(SELECTED PASSAGE)
DataFrame Columns to List¶

This node pulls values from selected columns in a DATAFRAME and formats them as a single string list. It can combine multiple columns, optionally split delimited cell contents, remove missing values, deduplicate entries, quote values, and output either JSON-array-style or tuple-style formatting.

Usage¶

Use this node when you need to turn table column values into a compact string list for prompts, filters, API parameters, SQL-like clauses, or downstream text-processing workflows. It is commonly placed after data-loading nodes such as CSV to DataFrame, Excel to DataFrame, JSON to DataFrame, or Parquet to DataFrame, and can also follow transformation nodes like Join DataFrames or Concatenate DataFrames. Typical use cases include extracting gene symbols, customer IDs, product SKUs, tags, or category labels from a table and passing the resulting string to downstream text, query, or export nodes. For best results, confirm column names first with a table preview or conversion node, use dropna to avoid unwanted missing-value strings, and enable split_cell_values only when cells contain multiple values separated by a known delimiter.

Inputs¶

Field	Required	Type	Description	Example
dataframe	True	DATAFRAME	The input table to extract values from. It must contain the columns named in the `columns` field.	A DATAFRAME loaded from a clinical CSV with columns `DRUG1_GENE`, `DRUG2_GENE`, `PATIENT_ID`, and `RESPONSE_STATUS`.

(DATA SHOWN)
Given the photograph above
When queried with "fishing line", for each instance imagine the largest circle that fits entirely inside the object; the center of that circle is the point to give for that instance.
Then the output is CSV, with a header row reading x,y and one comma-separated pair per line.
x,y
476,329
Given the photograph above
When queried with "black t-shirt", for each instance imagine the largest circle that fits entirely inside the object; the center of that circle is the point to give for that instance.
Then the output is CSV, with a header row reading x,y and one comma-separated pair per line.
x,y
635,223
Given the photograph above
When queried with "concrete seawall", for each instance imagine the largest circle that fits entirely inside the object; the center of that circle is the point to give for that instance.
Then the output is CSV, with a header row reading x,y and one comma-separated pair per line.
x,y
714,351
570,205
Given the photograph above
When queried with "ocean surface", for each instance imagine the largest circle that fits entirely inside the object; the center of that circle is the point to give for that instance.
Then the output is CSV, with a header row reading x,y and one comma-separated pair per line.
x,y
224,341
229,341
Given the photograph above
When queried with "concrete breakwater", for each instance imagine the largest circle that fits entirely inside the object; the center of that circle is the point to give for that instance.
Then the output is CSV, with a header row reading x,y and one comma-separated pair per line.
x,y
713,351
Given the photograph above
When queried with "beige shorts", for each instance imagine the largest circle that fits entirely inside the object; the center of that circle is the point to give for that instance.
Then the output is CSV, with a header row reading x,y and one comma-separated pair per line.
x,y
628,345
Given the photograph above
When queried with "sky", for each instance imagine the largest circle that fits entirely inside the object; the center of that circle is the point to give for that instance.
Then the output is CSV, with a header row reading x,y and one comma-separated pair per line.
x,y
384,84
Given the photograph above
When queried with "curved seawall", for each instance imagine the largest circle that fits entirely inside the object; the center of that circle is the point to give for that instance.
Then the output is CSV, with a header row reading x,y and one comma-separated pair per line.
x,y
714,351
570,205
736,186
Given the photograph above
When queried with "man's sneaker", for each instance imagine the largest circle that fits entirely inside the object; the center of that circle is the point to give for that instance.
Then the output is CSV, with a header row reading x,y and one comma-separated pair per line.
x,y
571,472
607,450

(TASK LIST)
1/ According to the DataFrame Columns to List page, which two output formatting styles can the node produce?
2/ Continue the DataFrame Columns to List page from where it stops.

(ANSWERS TO THE EXERCISES)
1/ It can produce JSON-array-style or tuple-style formatting.

2/
columns	True	STRING	Comma-separated column names to extract. Column names are trimmed for surrounding whitespace and must exactly match columns in the DataFrame after trimming.	DRUG1_GENE,DRUG2_GENE
output_format	True	COMBO: json_array \\| tuple	Controls the wrapper used around the formatted values. `json_array` returns values inside square brackets, while `tuple` returns values inside parentheses.	json_array
quote_char	True	COMBO: double \\| single \\| none	Controls how individual values are quoted. `double` wraps values in double quotes, `single` wraps values in single quotes, and `none` leaves values unquoted. JSON array output always uses double quotes to remain JSON-compatible.	double
split_cell_values	False	BOOLEAN	When enabled, each extracted cell value is converted to text and split using `cell_delimiter`. Useful for cells containing multiple values such as comma-separated tags or gene lists.	True
cell_delimiter	False	STRING	Delimiter used when `split_cell_values` is enabled. Empty split results are discarded after trimming whitespace.	,
dropna	False	BOOLEAN	Drops missing values from each selected column before formatting. Disable this only if missing values should appear in the output as text.	True
unique	False	BOOLEAN	When enabled, duplicate values are removed while keeping the first occurrence order. When disabled, repeated values are preserved.	True
escape_quotes	False	BOOLEAN	Escapes backslashes and matching quote characters inside values so the resulting string is safer to pass into JSON-like or tuple-like text contexts.	True

Outputs¶

Field	Type	Description	Example
formatted_list	STRING	A single formatted string containing the extracted values. Depending on settings, this may look like a JSON array or a tuple-style list and can be passed to downstream prompt, query, or text nodes.	["BRCA1","EGFR","TP53","ALK"]

Important Notes¶

Column matching: Every requested column must exist in the DataFrame. If any column is missing, the node stops with an error listing available columns.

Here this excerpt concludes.